SOURCE EXCERPT –
%%

# Alaska Trial



## John Otto (Nov 10, 2003)

Howard Niemi,
Could you please give the results from your trial from this weekend ? A friend of mine ( Conny B. ) went up there to play with you guys and gals for two trials, this weekend and next. Her dog is Jeez Miss Murphy and will be running the Am. and Open. Good Luck....
John


----------



## Howard N (Jan 3, 2003)

I've got the partial results posted on the AWRC website

http://www.alaskaworkingretriever.com/


----------



## Franco (Jun 27, 2003)

Howard, a big congrats on the Open second place with Tracker! Way to go big guy! Keep going like this and you may make the RTF cover. :wink:


----------



## Russ (Jan 3, 2003)

Way to go Howard!!

Roy and Kirby just keep truckin'. Kirby must be catching up to Roy in dog years.

Russ


----------



## Andy Carlson (Jan 3, 2003)

Hoorah Howard and Tracker!!  

Andy


----------



## John Otto (Nov 10, 2003)

*Well Done Howard*

Howard,
Congrats on Tracker and your second place finish in the Open. Well done. I see my friend Connie took second in the Q" with her other dog Mickey. I hope to make it up there next year. It sounds like alot of fun...
John


----------



## Howard N (Jan 3, 2003)

> Roy and Kirby just keep truckin'. Kirby must be catching up to Roy in dog years.


Roy isn't as spry as he was a few years ago. But he's still going and going and going and going and.......

Kirby, on the other hand, is nine and a half years old going on nine and a half months. She doesn't know what age and maturity are. 

She has more drive than I'd want to put up with. But I like to watch her.

This is a PS later. I heard she broke on an out of order flyer in the amateur this weekend. There's a lot of go in that girl. She hasn't acknowledged a stupid little thing like years creeping up.


----------



## Chris Kingrea (Jan 3, 2003)

Hey man, you've been keeping secrets. What's going on with the Tracker dude. Thought he was down and out, and resorted to the good life on the couch. Obviously, very ..... wrong ! Good to see y'all back in the groove, and Congratulations on the successful recovery (and RED to boot  ) !

%%

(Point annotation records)
%%

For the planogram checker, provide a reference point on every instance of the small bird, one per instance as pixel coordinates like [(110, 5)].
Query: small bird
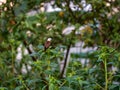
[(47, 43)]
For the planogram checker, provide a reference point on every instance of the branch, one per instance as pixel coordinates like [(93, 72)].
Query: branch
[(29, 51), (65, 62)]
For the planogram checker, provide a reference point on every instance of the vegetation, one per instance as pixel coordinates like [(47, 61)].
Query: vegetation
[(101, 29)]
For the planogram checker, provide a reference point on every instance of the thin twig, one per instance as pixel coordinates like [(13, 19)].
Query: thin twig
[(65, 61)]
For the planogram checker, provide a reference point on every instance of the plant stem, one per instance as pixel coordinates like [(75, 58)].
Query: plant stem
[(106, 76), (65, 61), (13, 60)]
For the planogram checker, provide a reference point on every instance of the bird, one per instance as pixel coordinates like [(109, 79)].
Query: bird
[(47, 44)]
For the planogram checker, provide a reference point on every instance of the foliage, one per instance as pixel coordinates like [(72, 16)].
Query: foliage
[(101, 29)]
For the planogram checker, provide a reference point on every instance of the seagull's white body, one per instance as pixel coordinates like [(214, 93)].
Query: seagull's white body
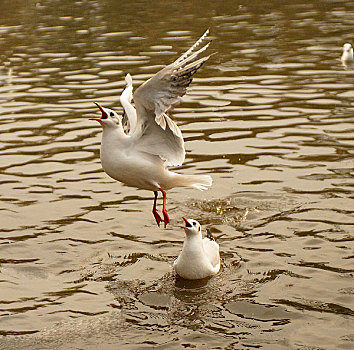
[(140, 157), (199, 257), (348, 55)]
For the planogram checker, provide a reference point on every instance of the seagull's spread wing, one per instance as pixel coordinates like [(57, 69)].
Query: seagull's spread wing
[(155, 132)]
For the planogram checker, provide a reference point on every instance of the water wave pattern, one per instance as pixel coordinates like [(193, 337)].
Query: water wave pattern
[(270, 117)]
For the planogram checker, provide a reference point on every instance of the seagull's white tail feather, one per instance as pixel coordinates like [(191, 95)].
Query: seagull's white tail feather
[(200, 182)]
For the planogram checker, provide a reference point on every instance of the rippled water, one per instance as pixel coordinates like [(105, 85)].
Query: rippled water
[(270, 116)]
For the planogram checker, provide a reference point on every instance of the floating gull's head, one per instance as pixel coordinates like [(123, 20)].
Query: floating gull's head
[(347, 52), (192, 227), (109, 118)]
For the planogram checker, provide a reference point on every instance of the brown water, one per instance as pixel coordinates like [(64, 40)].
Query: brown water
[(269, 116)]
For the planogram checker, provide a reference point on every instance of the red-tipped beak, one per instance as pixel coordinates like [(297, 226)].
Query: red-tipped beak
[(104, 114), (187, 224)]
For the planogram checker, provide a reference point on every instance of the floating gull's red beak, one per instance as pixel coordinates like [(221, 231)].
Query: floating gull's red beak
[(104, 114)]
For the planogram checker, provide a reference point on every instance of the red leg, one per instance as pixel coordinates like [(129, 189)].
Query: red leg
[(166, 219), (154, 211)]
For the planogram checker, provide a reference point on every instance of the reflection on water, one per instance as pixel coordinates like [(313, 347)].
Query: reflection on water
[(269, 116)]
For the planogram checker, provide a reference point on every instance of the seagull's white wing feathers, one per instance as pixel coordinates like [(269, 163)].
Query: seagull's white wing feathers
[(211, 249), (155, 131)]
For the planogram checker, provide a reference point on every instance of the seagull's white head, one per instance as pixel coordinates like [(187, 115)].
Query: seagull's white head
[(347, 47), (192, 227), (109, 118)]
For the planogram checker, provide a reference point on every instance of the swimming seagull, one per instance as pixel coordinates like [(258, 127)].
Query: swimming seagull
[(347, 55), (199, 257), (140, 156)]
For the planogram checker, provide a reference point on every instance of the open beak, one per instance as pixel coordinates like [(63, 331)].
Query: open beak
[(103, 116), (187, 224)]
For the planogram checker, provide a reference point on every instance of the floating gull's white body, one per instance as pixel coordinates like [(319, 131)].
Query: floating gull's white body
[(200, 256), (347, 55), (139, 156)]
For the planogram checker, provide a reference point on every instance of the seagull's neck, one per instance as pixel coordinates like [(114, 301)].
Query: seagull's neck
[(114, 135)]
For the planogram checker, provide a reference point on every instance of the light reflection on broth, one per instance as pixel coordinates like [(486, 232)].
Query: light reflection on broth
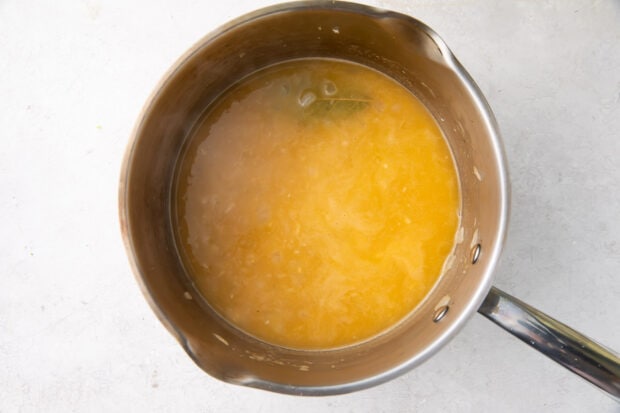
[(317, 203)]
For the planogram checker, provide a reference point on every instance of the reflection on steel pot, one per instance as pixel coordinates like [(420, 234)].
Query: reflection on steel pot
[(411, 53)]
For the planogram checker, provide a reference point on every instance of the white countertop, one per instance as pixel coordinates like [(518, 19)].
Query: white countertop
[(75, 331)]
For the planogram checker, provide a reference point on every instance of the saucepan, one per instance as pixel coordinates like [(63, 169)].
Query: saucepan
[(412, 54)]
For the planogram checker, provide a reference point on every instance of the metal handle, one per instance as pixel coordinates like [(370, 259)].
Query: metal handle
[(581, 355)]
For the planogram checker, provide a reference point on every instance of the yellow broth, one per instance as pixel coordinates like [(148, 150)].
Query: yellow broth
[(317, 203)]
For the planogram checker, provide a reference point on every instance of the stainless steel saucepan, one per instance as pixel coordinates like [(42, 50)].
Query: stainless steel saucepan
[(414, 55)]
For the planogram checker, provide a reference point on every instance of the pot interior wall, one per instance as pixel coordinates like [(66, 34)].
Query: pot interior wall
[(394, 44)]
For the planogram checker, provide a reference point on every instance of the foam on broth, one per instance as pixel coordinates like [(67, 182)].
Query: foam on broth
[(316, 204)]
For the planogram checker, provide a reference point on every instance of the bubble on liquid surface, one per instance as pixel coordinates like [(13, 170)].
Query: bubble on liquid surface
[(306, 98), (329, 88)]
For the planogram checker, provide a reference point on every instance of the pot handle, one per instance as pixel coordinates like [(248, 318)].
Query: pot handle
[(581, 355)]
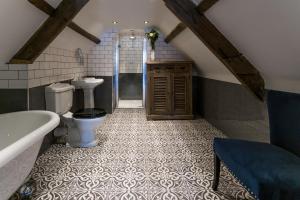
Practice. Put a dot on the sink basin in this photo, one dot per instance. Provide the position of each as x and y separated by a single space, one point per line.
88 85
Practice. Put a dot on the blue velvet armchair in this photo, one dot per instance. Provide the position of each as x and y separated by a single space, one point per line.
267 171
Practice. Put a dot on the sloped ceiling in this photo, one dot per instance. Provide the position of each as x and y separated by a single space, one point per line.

%%

TASKS AND EXERCISES –
1: Answer these questions using the Alaska Trial thread:
(a) Where did Howard say he had posted the partial results?
(b) What place did Howard and Tracker take in the Open?
(c) How old does Howard say Kirby is?
2: Quote the Alaska Trial thread word for word, starting with "Roy isn't as" and going on through "years creeping up.".

SOLUTIONS PER TASK –
1:
(a) On the AWRC website
(b) Second place
(c) Nine and a half years old

2:
Roy isn't as spry as he was a few years ago. But he's still going and going and going and going and.......

Kirby, on the other hand, is nine and a half years old going on nine and a half months. She doesn't know what age and maturity are. 

She has more drive than I'd want to put up with. But I like to watch her.

This is a PS later. I heard she broke on an out of order flyer in the amateur this weekend. There's a lot of go in that girl. She hasn't acknowledged a stupid little thing like years creeping up.